• Exercise goal: Only lines with the string "every" are wanted. Pull them out of the data.

• Listed entries:

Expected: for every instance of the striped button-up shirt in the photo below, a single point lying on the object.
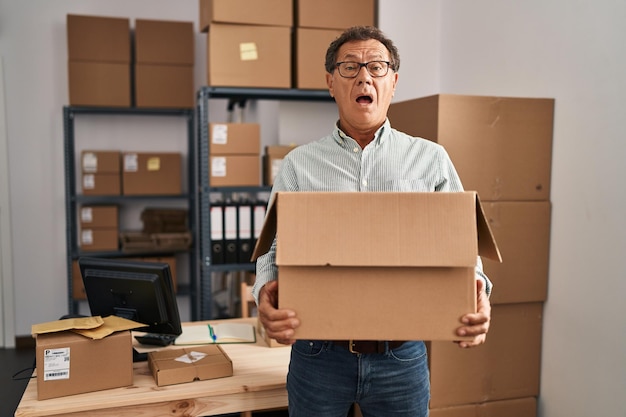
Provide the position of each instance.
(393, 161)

--

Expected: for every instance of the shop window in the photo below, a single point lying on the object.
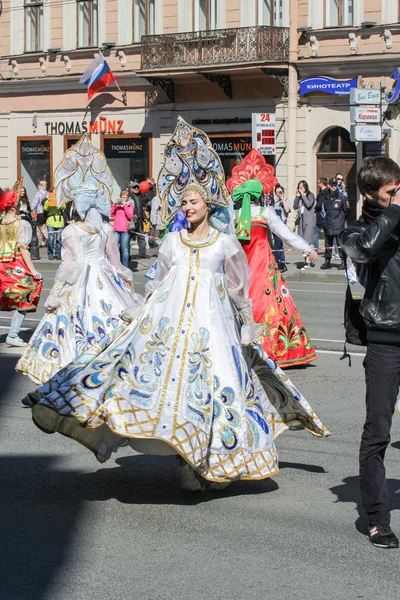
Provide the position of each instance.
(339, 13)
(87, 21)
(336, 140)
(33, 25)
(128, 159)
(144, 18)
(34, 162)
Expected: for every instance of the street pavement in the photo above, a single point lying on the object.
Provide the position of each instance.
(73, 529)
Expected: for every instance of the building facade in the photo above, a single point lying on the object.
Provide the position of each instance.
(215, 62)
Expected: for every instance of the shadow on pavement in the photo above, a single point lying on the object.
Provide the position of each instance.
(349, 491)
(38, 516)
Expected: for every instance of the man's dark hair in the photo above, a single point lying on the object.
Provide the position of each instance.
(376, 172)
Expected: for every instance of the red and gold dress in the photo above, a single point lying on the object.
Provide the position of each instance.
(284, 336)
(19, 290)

• Answer:
Expected: for every instance of the striped button-up shirt in the photo below, a single point lying on the object.
Expected: for every instance of the shop window in the photo below, a single point lying on the object.
Expected: for every instance of the street pavement in the photo above, a single point lying on the object.
Expected: for every instance of the building facade in the photo above, a single point lying on the object.
Expected: for every instance of the shadow on pavement in the photo above, a single point lying on the object.
Expected: for every instance of the man's dark hair in the photo above, a single point lying on the object.
Expected: for every instance of the red and gold dress in the photo above, a single point lying on the object.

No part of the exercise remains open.